(THE TASK) Replace "put a marker on" with "place a dot on" throughout the rows below, and give them again with nothing else changed.

-- start PROVIDED RECORDS --

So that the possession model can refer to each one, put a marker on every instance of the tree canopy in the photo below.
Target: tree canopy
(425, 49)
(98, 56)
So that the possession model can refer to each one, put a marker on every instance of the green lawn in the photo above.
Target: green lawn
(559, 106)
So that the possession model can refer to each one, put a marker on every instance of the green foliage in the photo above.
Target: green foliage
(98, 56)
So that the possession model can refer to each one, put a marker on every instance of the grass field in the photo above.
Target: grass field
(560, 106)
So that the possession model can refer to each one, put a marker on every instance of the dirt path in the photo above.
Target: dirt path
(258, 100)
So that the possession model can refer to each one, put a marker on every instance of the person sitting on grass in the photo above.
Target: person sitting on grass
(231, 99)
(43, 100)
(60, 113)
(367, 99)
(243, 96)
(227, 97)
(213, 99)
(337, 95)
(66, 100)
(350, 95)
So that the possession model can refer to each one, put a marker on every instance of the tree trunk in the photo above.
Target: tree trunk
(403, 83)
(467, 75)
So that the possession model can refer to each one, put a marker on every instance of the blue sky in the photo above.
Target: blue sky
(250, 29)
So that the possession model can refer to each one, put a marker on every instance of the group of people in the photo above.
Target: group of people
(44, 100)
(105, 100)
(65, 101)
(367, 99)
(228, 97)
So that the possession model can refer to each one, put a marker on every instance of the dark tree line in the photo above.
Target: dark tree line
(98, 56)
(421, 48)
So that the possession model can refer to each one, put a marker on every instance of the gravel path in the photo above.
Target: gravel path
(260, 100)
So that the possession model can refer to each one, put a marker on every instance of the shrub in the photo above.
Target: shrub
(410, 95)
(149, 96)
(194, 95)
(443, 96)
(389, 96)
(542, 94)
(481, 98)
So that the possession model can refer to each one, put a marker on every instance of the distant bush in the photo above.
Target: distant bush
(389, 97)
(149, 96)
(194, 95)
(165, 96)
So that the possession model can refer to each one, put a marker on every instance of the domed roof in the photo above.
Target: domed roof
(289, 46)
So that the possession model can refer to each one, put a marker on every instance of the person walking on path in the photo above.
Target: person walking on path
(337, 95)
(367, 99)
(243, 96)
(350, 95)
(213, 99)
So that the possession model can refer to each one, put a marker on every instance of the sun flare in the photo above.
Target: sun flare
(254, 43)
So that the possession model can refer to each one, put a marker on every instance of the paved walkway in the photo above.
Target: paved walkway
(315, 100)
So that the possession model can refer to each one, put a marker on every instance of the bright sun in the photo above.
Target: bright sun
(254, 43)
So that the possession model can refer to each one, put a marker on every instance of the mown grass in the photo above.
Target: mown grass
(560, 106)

-- end PROVIDED RECORDS --

(RESULT)
So that the possession model can refer to each one, place a dot on every instance of the tree canopy in the photo below.
Target: tree canopy
(425, 49)
(98, 56)
So that the possession model can refer to each one, place a dot on every instance of the green lawn in the photo above.
Target: green lawn
(559, 106)
So that the possession model can refer to each one, place a dot on every instance of the green foliage in the photo above.
Target: green foliage
(98, 56)
So that the possession model can refer to each one, place a dot on every instance of the grass field in the photo above.
Target: grass field
(560, 106)
So that the possession model can refer to each one, place a dot on every instance of the dirt path in the photo above.
Target: dirt path
(258, 100)
So that the possession model can refer to each one, place a dot on every instance of the person sitting on grass in the photo above.
Target: person sitting on grass
(231, 99)
(43, 100)
(60, 113)
(367, 99)
(243, 96)
(227, 97)
(213, 99)
(337, 95)
(66, 100)
(350, 95)
So that the possession model can refer to each one, place a dot on every instance of the tree trunk in the photo above.
Target: tree trunk
(403, 83)
(467, 75)
So that the possession model can refer to each one, place a dot on every instance of the blue sky in the photo above.
Target: blue sky
(250, 29)
So that the possession model can refer to each one, place a dot on every instance of the group of people in the photo above.
Target: group of people
(44, 100)
(105, 100)
(65, 101)
(367, 99)
(228, 97)
So that the possession model can refer to each one, place a dot on every instance of the dark tree line in the photo above.
Target: dark tree line
(98, 56)
(421, 48)
So that the possession model can refer to each one, place a dot on every instance of the gravel path in the photo above.
Target: gravel path
(260, 100)
So that the possession model can refer to each one, place a dot on every instance of the shrub in the photo above.
Target: shrub
(410, 95)
(149, 96)
(194, 95)
(443, 96)
(389, 96)
(542, 94)
(481, 98)
So that the possession model can refer to each one, place a dot on every instance of the distant bush in the photo above.
Target: distant bush
(389, 97)
(149, 96)
(194, 95)
(165, 96)
So that the possession model can refer to each one, place a dot on every instance of the domed roof in the photo above.
Target: domed roof
(289, 46)
So that the possession model can refer to each one, place a dot on every instance of the person walking on path in the photo above.
Target: person walking on path
(337, 95)
(367, 99)
(243, 96)
(350, 95)
(213, 99)
So that the possession model can refer to each one, place a dot on every instance of the sun flare in the photo above.
Target: sun flare
(254, 43)
So that the possession model can refer to each one, place a dot on every instance of the paved walkway in the photo above.
Target: paved walkway
(315, 100)
So that the possession model can refer to each one, place a dot on every instance of the bright sun in the photo above.
Target: bright sun
(254, 43)
So that the possession model can refer to each one, place a dot on every instance of the mown grass in the photo above.
Target: mown grass
(560, 106)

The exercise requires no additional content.